Write out the records below exactly as they appear, skipping each picture.

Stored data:
-------------------------

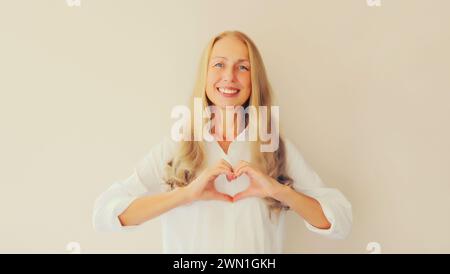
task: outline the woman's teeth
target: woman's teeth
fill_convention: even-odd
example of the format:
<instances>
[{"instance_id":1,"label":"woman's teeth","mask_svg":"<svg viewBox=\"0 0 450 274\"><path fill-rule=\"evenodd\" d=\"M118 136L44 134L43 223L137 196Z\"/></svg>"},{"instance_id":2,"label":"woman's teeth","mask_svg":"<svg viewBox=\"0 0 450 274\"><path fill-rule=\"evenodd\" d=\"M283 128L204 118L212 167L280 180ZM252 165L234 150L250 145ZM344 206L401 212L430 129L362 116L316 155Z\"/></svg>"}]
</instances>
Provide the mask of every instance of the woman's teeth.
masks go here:
<instances>
[{"instance_id":1,"label":"woman's teeth","mask_svg":"<svg viewBox=\"0 0 450 274\"><path fill-rule=\"evenodd\" d=\"M239 92L239 89L226 89L226 88L218 88L218 90L225 94L235 94Z\"/></svg>"}]
</instances>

-------------------------

Reply:
task: outline the woman's teeth
target: woman's teeth
fill_convention: even-odd
example of the format:
<instances>
[{"instance_id":1,"label":"woman's teeth","mask_svg":"<svg viewBox=\"0 0 450 274\"><path fill-rule=\"evenodd\" d=\"M118 136L44 134L43 223L137 196Z\"/></svg>"},{"instance_id":2,"label":"woman's teeth","mask_svg":"<svg viewBox=\"0 0 450 274\"><path fill-rule=\"evenodd\" d=\"M283 128L204 118L212 167L280 180ZM252 165L234 150L250 145ZM344 206L401 212L430 129L362 116L316 155Z\"/></svg>"}]
</instances>
Provide the mask of every instance of the woman's teeth.
masks go here:
<instances>
[{"instance_id":1,"label":"woman's teeth","mask_svg":"<svg viewBox=\"0 0 450 274\"><path fill-rule=\"evenodd\" d=\"M239 92L239 89L226 89L226 88L218 88L218 90L225 94L235 94Z\"/></svg>"}]
</instances>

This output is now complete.